# Lightroom 4 and 5D Mark III



## seenew (Mar 23, 2012)

Any word when LR4 will support the new 5D? So frustrating..


----------



## prestonpalmer (Mar 23, 2012)

Inside source told me about another week for the first LR4 update. It will fix a number of other issues as well.

In the meantime, use ACR 6.7 RC for photoshop and that supports the 5DIII. Good luck! Mine will be here Monday!


----------



## tt (Mar 23, 2012)

Shoot, store the RAWs, use jpegs. Frustrating, but LR4 is pretty new, hasn't even had a .x bug fix, and the MkIII isn't even reviewed much yet. 

Will come soon enough - but i'd imagine definitely annoying for those who want to process images!


----------



## YellowJersey (Mar 23, 2012)

I'm going to assume that it would be foolish to wish/hope for for 5D3 compatibility with Lightroom 3.


----------



## dericcainphoto (Mar 23, 2012)

IMO the best method to use your 5D III with Lightroom 3 or 4 is this....
[list type=decimal]
Download Adobe's DNG Converter 6.7 and install. (Which supports the 5D Mark III) 
Transfer all of your RAW files to your computer and then use the DNG converter to convert the CR2 files into DNG's. 
Import the files into Lightroom 3 or 4 and edit away!
[/list]
I hope this helps!!!


----------



## prestonpalmer (Mar 24, 2012)

It is unlikely LR3 will support the 5DIII. No worries, only $79 for the upgrade! Also, the tools in LR4 are AMAZING!

As others were saying, shoot RAW+JPG. Use JPG for now.... RAW when LR updates. My camera will be in on Monday! YES!


----------



## justsomedude (Mar 24, 2012)

I just posted up a HOW-TO for getting your 5D3 RAW files into LR4...

http://www.akphotodenver.com/2012/03/23/how-to-open-canon-5d-mark-iii-raw-files-in-lightroom-4-lr/

Enjoy!


----------



## JR (Mar 24, 2012)

justsomedude said:


> I just posted up a HOW-TO for getting your 5D3 RAW files into LR4...
> 
> http://www.akphotodenver.com/2012/03/23/how-to-open-canon-5d-mark-iii-raw-files-in-lightroom-4-lr/
> 
> Enjoy!



Thanks! I am getting the 5DmkIII tomorrow in spite all the negative report coming on soft image. Will try your approach.


----------



## snowweasel (Apr 26, 2012)

Adobe has released Lightroom 4.1 Release Canidate 2 (RC2). It's available at: http://labs.adobe.com/downloads/lightroom4-1.html


----------



## dswatson83 (Apr 27, 2012)

Since RC2 is out, I think it will be about 2-3 weeks.


----------

# PROBLEM 1
In the forum thread, what price is given for the upgrade to Lightroom 4?
# PROBLEM 2
Reproduce word for word the part of the forum thread that starts at "Import the files" and ends after "LR4 are AMAZING!".

# ENTRIES SUPPLIED
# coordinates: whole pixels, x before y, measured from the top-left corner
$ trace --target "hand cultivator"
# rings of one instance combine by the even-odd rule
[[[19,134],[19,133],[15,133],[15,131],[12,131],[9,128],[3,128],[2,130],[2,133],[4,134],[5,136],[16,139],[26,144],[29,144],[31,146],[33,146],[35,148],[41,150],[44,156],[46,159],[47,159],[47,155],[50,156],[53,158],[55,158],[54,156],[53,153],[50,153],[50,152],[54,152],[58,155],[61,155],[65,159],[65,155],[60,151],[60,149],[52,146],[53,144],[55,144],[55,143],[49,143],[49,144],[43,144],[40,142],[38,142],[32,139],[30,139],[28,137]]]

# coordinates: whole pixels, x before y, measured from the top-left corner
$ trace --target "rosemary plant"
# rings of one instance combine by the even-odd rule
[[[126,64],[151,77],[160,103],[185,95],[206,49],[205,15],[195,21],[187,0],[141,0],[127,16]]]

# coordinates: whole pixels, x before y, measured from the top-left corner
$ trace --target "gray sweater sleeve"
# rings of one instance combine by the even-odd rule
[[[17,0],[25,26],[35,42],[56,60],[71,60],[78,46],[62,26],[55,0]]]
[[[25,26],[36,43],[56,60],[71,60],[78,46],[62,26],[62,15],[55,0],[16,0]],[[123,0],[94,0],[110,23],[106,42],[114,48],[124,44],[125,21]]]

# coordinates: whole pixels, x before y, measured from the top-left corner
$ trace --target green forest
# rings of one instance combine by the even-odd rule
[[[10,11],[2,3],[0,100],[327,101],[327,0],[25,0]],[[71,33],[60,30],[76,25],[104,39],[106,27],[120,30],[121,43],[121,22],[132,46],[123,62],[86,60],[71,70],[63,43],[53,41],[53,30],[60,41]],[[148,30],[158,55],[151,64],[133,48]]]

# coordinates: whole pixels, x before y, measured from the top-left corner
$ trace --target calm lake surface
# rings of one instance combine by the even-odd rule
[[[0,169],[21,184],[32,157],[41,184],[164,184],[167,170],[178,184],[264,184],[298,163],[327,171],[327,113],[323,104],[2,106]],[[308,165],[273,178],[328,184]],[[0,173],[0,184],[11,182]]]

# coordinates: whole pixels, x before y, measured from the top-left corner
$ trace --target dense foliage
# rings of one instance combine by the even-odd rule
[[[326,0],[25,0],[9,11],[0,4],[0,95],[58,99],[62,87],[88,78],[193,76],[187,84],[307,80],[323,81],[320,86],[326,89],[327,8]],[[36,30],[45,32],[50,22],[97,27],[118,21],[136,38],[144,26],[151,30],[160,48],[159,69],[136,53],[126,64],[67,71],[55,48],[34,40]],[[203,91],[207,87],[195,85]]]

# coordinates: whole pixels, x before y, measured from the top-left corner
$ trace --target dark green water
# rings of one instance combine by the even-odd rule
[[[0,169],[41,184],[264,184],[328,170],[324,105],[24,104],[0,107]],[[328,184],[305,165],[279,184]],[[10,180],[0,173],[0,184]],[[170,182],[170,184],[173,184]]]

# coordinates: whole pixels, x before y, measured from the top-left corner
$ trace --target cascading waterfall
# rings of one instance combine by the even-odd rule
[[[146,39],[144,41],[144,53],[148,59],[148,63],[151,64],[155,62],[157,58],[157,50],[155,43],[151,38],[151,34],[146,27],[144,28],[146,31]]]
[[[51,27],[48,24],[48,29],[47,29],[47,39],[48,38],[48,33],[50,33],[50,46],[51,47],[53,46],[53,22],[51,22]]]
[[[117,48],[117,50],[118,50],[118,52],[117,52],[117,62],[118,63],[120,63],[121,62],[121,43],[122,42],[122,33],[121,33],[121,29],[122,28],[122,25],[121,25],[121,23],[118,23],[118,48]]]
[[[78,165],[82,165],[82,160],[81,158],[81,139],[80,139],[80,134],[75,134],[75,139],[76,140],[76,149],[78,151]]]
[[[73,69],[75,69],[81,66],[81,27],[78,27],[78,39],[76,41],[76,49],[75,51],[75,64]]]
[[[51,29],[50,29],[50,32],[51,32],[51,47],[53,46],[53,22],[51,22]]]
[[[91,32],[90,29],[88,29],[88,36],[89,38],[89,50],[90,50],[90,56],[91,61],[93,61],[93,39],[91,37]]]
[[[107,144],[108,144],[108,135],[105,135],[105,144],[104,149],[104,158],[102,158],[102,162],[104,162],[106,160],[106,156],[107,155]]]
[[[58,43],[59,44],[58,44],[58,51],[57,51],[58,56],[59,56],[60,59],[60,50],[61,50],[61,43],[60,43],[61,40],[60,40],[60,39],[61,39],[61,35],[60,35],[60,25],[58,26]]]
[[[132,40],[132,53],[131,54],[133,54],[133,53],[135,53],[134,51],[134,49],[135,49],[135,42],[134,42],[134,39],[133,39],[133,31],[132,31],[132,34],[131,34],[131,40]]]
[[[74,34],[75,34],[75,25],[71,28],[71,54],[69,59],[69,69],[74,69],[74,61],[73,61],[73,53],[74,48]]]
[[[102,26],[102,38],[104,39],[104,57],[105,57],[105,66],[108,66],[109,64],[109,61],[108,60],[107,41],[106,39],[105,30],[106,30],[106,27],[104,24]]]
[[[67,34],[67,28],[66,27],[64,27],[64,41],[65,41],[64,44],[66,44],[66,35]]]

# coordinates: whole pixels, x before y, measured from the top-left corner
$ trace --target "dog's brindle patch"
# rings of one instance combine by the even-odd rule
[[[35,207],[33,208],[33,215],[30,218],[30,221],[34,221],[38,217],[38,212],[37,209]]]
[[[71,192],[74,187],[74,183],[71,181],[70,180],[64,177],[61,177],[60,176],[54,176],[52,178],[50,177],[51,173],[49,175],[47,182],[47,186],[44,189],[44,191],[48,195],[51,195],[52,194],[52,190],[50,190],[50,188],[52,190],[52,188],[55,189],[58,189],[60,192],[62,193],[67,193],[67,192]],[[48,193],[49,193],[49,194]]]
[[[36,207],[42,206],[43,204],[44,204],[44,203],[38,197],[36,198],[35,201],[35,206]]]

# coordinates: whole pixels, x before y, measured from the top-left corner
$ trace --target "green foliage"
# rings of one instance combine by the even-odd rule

# TASK OUTPUT 1
$79

# TASK OUTPUT 2
Import the files into Lightroom 3 or 4 and edit away!
[/list]
I hope this helps!!!


----------



## prestonpalmer (Mar 24, 2012)

It is unlikely LR3 will support the 5DIII. No worries, only $79 for the upgrade! Also, the tools in LR4 are AMAZING!